■ **Records supplied**:
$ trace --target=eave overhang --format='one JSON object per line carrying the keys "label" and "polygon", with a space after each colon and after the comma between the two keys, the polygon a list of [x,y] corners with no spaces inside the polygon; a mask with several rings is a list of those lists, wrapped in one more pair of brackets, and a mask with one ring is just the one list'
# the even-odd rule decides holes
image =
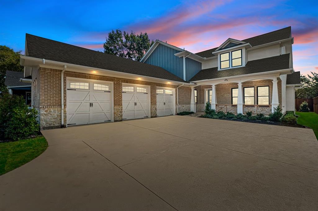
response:
{"label": "eave overhang", "polygon": [[190,86],[193,85],[193,84],[190,84],[190,82],[178,81],[168,79],[119,72],[110,70],[83,66],[46,59],[45,60],[45,64],[44,64],[43,63],[43,59],[25,56],[20,56],[20,63],[21,65],[25,67],[37,68],[42,67],[63,70],[64,68],[64,66],[66,65],[67,67],[67,70],[68,71],[79,72],[94,75],[107,75],[117,78],[157,82],[170,85],[177,85],[184,84],[184,86]]}

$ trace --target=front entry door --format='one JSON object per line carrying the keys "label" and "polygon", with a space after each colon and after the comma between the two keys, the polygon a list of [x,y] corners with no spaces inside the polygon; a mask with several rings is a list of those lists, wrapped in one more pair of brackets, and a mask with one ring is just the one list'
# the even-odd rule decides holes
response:
{"label": "front entry door", "polygon": [[157,116],[173,114],[173,97],[170,89],[157,88]]}

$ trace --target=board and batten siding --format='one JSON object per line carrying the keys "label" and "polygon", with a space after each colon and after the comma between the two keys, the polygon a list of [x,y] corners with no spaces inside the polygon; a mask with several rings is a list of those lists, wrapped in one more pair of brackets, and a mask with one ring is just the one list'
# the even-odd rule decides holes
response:
{"label": "board and batten siding", "polygon": [[185,80],[189,80],[202,69],[202,63],[189,58],[185,58]]}
{"label": "board and batten siding", "polygon": [[179,51],[159,44],[145,63],[162,67],[183,79],[183,58],[174,55]]}
{"label": "board and batten siding", "polygon": [[252,61],[279,56],[280,53],[279,44],[271,45],[249,50],[248,61]]}
{"label": "board and batten siding", "polygon": [[295,111],[295,90],[294,86],[286,87],[286,103],[287,111]]}
{"label": "board and batten siding", "polygon": [[287,109],[286,99],[286,80],[287,75],[281,75],[280,78],[281,80],[281,109],[282,112],[285,114]]}
{"label": "board and batten siding", "polygon": [[202,63],[202,69],[208,69],[218,67],[218,57],[208,59]]}

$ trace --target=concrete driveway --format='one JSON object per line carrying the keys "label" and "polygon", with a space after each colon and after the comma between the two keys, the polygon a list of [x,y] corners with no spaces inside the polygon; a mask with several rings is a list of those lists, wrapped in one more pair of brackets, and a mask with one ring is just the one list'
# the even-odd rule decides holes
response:
{"label": "concrete driveway", "polygon": [[174,116],[44,131],[0,210],[318,209],[312,130]]}

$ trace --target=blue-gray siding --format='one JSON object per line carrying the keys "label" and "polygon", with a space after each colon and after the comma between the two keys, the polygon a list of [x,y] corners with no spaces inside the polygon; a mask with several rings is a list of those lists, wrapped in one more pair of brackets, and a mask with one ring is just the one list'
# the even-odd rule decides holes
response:
{"label": "blue-gray siding", "polygon": [[189,58],[185,58],[185,80],[190,80],[202,69],[202,63]]}
{"label": "blue-gray siding", "polygon": [[171,48],[159,44],[145,63],[162,67],[183,79],[183,58],[179,58],[174,55],[175,54],[179,52]]}

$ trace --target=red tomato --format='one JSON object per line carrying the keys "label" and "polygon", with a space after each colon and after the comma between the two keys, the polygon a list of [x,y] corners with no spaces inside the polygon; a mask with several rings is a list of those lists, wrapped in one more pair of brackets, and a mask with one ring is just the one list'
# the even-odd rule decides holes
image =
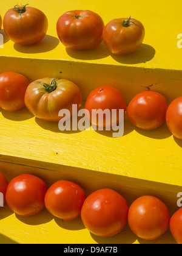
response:
{"label": "red tomato", "polygon": [[34,215],[44,208],[47,190],[42,179],[31,174],[22,174],[10,181],[5,199],[10,208],[18,215]]}
{"label": "red tomato", "polygon": [[177,243],[182,244],[182,207],[180,208],[171,217],[169,227]]}
{"label": "red tomato", "polygon": [[143,130],[159,127],[165,121],[168,107],[164,97],[156,91],[143,91],[129,102],[127,115],[130,122]]}
{"label": "red tomato", "polygon": [[174,100],[166,112],[166,124],[170,132],[182,140],[182,96]]}
{"label": "red tomato", "polygon": [[103,41],[115,54],[131,54],[140,48],[144,40],[145,30],[140,21],[135,19],[118,18],[105,26]]}
{"label": "red tomato", "polygon": [[103,40],[104,24],[101,18],[90,10],[67,12],[59,17],[58,37],[67,48],[86,50],[94,48]]}
{"label": "red tomato", "polygon": [[0,74],[0,107],[15,112],[25,107],[24,96],[29,84],[21,74],[4,72]]}
{"label": "red tomato", "polygon": [[104,188],[85,200],[81,216],[85,227],[95,235],[106,237],[120,232],[127,222],[129,206],[114,190]]}
{"label": "red tomato", "polygon": [[7,178],[1,173],[0,173],[0,193],[3,194],[4,203],[5,202],[5,193],[8,182]]}
{"label": "red tomato", "polygon": [[36,117],[47,121],[59,121],[61,109],[72,113],[72,105],[81,105],[81,91],[74,83],[66,79],[44,78],[31,83],[26,91],[25,103]]}
{"label": "red tomato", "polygon": [[[99,87],[92,91],[89,95],[85,108],[89,110],[89,114],[86,112],[87,118],[94,125],[103,127],[115,126],[120,120],[119,110],[123,109],[126,112],[126,103],[123,95],[118,90],[109,86]],[[92,110],[101,110],[104,112],[109,110],[109,115],[103,115],[103,118],[92,118]],[[115,113],[112,110],[116,110]]]}
{"label": "red tomato", "polygon": [[3,20],[7,36],[19,44],[39,42],[46,35],[48,21],[45,14],[36,8],[15,5],[7,11]]}
{"label": "red tomato", "polygon": [[86,195],[78,184],[68,180],[59,180],[47,190],[45,205],[56,217],[70,220],[80,215]]}
{"label": "red tomato", "polygon": [[138,197],[130,205],[128,223],[138,237],[153,240],[166,232],[169,226],[170,214],[167,206],[152,196]]}
{"label": "red tomato", "polygon": [[1,30],[1,28],[2,28],[2,17],[1,17],[1,16],[0,15],[0,30]]}

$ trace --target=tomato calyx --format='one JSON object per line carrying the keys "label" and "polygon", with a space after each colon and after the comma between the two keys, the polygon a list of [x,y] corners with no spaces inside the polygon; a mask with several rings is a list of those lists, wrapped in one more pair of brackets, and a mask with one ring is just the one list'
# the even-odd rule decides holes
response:
{"label": "tomato calyx", "polygon": [[18,4],[16,4],[16,5],[14,6],[14,9],[15,12],[18,12],[19,13],[19,15],[21,16],[21,14],[26,12],[26,6],[28,5],[29,4],[27,4],[25,5],[19,6]]}
{"label": "tomato calyx", "polygon": [[54,78],[53,80],[51,82],[50,85],[48,84],[44,83],[43,84],[44,88],[42,88],[41,90],[44,90],[44,91],[47,91],[49,93],[52,93],[53,91],[55,91],[57,88],[57,83],[56,81],[56,79]]}
{"label": "tomato calyx", "polygon": [[129,25],[130,25],[130,23],[133,23],[135,25],[136,25],[136,26],[138,26],[136,23],[135,23],[133,21],[130,21],[130,19],[131,19],[131,16],[130,16],[130,18],[127,20],[127,21],[126,21],[125,20],[123,21],[123,23],[122,23],[122,26],[123,26],[123,27],[129,27]]}

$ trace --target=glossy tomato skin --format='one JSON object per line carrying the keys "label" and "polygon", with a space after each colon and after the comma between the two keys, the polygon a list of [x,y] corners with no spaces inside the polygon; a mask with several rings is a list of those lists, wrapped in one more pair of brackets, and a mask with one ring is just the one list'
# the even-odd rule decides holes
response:
{"label": "glossy tomato skin", "polygon": [[128,223],[138,237],[153,240],[163,235],[169,226],[170,214],[167,206],[153,196],[143,196],[130,205]]}
{"label": "glossy tomato skin", "polygon": [[59,180],[47,190],[45,205],[53,216],[64,220],[71,220],[80,215],[86,198],[86,193],[77,183],[69,180]]}
{"label": "glossy tomato skin", "polygon": [[35,215],[45,207],[47,190],[47,185],[42,179],[31,174],[22,174],[10,182],[6,201],[9,208],[19,215]]}
{"label": "glossy tomato skin", "polygon": [[25,107],[24,96],[29,84],[21,74],[4,72],[0,74],[0,107],[15,112]]}
{"label": "glossy tomato skin", "polygon": [[182,244],[182,207],[180,208],[171,217],[170,230],[177,243]]}
{"label": "glossy tomato skin", "polygon": [[[93,90],[87,97],[85,108],[89,110],[89,114],[86,112],[86,116],[92,124],[103,127],[108,127],[118,124],[120,122],[119,110],[124,110],[126,113],[126,105],[124,99],[120,91],[114,87],[104,86]],[[101,109],[103,111],[109,109],[110,118],[104,115],[103,122],[99,119],[92,119],[92,110]],[[116,110],[116,115],[112,114],[112,110]]]}
{"label": "glossy tomato skin", "polygon": [[56,30],[60,41],[67,48],[86,50],[100,44],[104,27],[104,22],[97,13],[75,10],[59,18]]}
{"label": "glossy tomato skin", "polygon": [[153,130],[165,121],[167,107],[166,99],[160,93],[143,91],[129,102],[127,115],[136,127],[143,130]]}
{"label": "glossy tomato skin", "polygon": [[4,203],[5,202],[5,193],[8,185],[8,182],[7,178],[0,173],[0,193],[3,194]]}
{"label": "glossy tomato skin", "polygon": [[47,18],[36,8],[26,7],[25,9],[21,15],[15,8],[7,12],[3,20],[4,32],[14,43],[22,45],[38,43],[46,35]]}
{"label": "glossy tomato skin", "polygon": [[182,96],[174,99],[166,112],[166,124],[170,132],[182,140]]}
{"label": "glossy tomato skin", "polygon": [[103,188],[90,194],[81,212],[85,227],[99,236],[112,236],[120,232],[127,222],[129,206],[123,196],[113,190]]}
{"label": "glossy tomato skin", "polygon": [[128,20],[124,18],[112,20],[103,30],[104,43],[113,54],[132,54],[142,44],[145,35],[143,25],[136,20],[130,19],[129,26],[124,27],[123,21]]}
{"label": "glossy tomato skin", "polygon": [[1,16],[0,15],[0,30],[1,30],[1,28],[2,28],[2,17],[1,17]]}
{"label": "glossy tomato skin", "polygon": [[51,84],[53,78],[46,77],[31,83],[25,94],[27,108],[38,118],[59,121],[59,112],[66,108],[72,113],[72,104],[81,105],[82,96],[78,86],[67,79],[56,79],[56,88],[49,93],[44,90],[44,84]]}

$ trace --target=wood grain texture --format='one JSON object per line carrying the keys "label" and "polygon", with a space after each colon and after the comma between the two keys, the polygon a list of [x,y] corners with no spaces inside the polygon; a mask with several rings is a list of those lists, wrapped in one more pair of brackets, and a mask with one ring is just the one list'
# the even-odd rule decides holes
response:
{"label": "wood grain texture", "polygon": [[[15,4],[10,0],[1,4],[2,18]],[[118,88],[127,104],[152,84],[151,89],[162,93],[169,103],[181,96],[182,49],[177,46],[177,35],[181,33],[181,2],[150,0],[146,5],[143,0],[131,0],[129,4],[113,0],[112,10],[110,2],[104,0],[62,0],[61,4],[55,0],[51,8],[47,0],[44,4],[35,0],[29,4],[47,16],[47,35],[39,44],[23,46],[8,40],[1,30],[0,73],[21,73],[30,82],[47,76],[70,80],[80,88],[83,107],[92,90],[104,85]],[[92,10],[105,24],[131,15],[144,25],[143,44],[134,54],[122,56],[111,54],[103,43],[91,51],[68,50],[58,39],[56,23],[63,13],[74,9]],[[161,23],[167,26],[161,29]],[[25,108],[16,113],[1,110],[0,172],[8,180],[24,172],[33,174],[48,186],[59,179],[72,180],[87,194],[110,188],[129,204],[140,196],[150,194],[161,199],[172,215],[182,189],[181,141],[171,135],[166,124],[155,130],[143,131],[134,127],[127,116],[124,130],[120,138],[113,138],[112,132],[90,127],[83,132],[61,132],[58,123],[38,119]],[[7,205],[0,208],[1,244],[146,243],[127,226],[117,236],[104,239],[90,234],[80,218],[62,222],[46,210],[22,218]],[[175,243],[169,230],[150,243]]]}

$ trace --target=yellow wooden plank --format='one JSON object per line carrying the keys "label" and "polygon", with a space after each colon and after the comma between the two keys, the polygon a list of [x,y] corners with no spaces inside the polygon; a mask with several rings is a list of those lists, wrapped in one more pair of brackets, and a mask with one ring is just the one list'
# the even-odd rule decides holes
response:
{"label": "yellow wooden plank", "polygon": [[[103,0],[55,0],[51,4],[46,0],[43,5],[30,0],[29,4],[47,16],[47,35],[36,45],[20,46],[1,30],[4,44],[0,48],[0,73],[21,73],[30,81],[46,76],[67,79],[79,87],[84,101],[101,85],[119,89],[127,104],[151,84],[169,102],[182,94],[182,49],[177,47],[177,35],[181,33],[181,1],[150,0],[146,4],[144,0],[113,0],[112,7],[110,1]],[[2,16],[15,4],[11,0],[2,2]],[[58,39],[56,21],[64,12],[78,9],[95,11],[105,24],[121,16],[140,20],[146,32],[143,44],[127,56],[111,54],[103,43],[91,51],[67,50]],[[131,203],[136,196],[152,193],[169,206],[171,213],[177,208],[177,194],[182,185],[182,142],[170,133],[166,124],[155,130],[142,131],[126,116],[124,136],[113,138],[110,132],[89,128],[61,132],[58,124],[35,118],[24,108],[16,113],[1,110],[0,129],[0,171],[9,179],[24,172],[40,176],[48,185],[61,178],[73,179],[88,194],[109,187]],[[80,219],[62,222],[46,210],[24,218],[7,207],[1,208],[0,213],[0,243],[146,243],[128,227],[113,238],[103,239],[91,235]],[[151,243],[175,241],[168,230]]]}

■ **Prompt**: Could you give the entries again, starting at the line containing "trace --target=yellow wooden" and ending at the last of the entries, with "even-odd" swapped for "nonzero" and nothing else changed?

■ **Answer to this exercise**:
$ trace --target=yellow wooden plank --format='one JSON object per line carrying the keys "label" and "polygon", with a space after each colon and after the comma between the two keys, the polygon a list of [x,y] corners with no spaces inside the polygon; a mask with several rings is a list of those lists, wrapped in one more pair of brackets, and a mask with one ring is just the one list'
# the nonzero rule decides holes
response:
{"label": "yellow wooden plank", "polygon": [[[103,0],[55,0],[51,4],[46,0],[43,5],[30,0],[29,4],[47,16],[47,35],[36,45],[20,46],[1,30],[4,44],[0,48],[0,73],[21,73],[30,81],[46,76],[67,79],[79,87],[84,101],[101,85],[119,89],[127,104],[151,84],[169,102],[182,94],[182,49],[177,47],[177,35],[181,33],[181,1],[150,0],[146,4],[144,0],[113,0],[112,7],[110,1]],[[2,16],[15,4],[11,0],[2,2]],[[58,39],[56,21],[64,12],[78,9],[95,11],[105,24],[121,16],[140,20],[146,32],[143,44],[127,56],[111,54],[103,43],[91,51],[67,50]],[[131,203],[136,196],[152,193],[169,206],[171,213],[177,208],[177,194],[182,185],[182,142],[170,133],[166,124],[155,130],[142,131],[126,116],[124,136],[113,138],[110,132],[89,128],[61,132],[58,124],[35,118],[24,108],[16,113],[1,110],[0,129],[0,171],[9,179],[24,172],[40,176],[48,185],[61,178],[73,179],[88,194],[109,187]],[[80,219],[62,222],[46,210],[24,218],[7,207],[1,208],[0,213],[0,243],[146,243],[128,227],[113,238],[103,239],[91,235]],[[151,243],[175,241],[168,230]]]}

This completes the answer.